= Beginning of Section =
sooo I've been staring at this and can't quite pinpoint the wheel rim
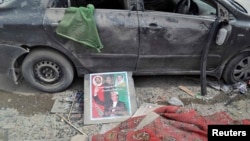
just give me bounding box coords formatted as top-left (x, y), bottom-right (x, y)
top-left (34, 60), bottom-right (62, 84)
top-left (233, 56), bottom-right (250, 81)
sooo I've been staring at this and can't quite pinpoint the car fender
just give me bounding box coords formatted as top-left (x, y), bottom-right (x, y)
top-left (0, 44), bottom-right (28, 83)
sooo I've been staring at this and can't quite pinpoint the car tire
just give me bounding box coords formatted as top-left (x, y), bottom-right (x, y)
top-left (223, 52), bottom-right (250, 84)
top-left (21, 49), bottom-right (74, 93)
= End of Section =
### EXERCISE DETAILS
Everything in the listing should be repeated exactly except the pictures.

### ANSWER FOR THIS EXERCISE
sooo I've been staring at this and can't quite pinpoint the wheel rim
just give me bounding box coords formatted as top-left (x, y), bottom-right (x, y)
top-left (34, 60), bottom-right (62, 84)
top-left (233, 56), bottom-right (250, 81)
sooo I've been staring at this and can't quite pinpoint the car fender
just give me bounding box coords formatted as top-left (x, y), bottom-right (x, y)
top-left (0, 44), bottom-right (28, 83)
sooo I've been staring at this and can't quite pinpoint the car tire
just give me bounding box coords formatted as top-left (x, y), bottom-right (x, y)
top-left (223, 52), bottom-right (250, 84)
top-left (21, 49), bottom-right (74, 93)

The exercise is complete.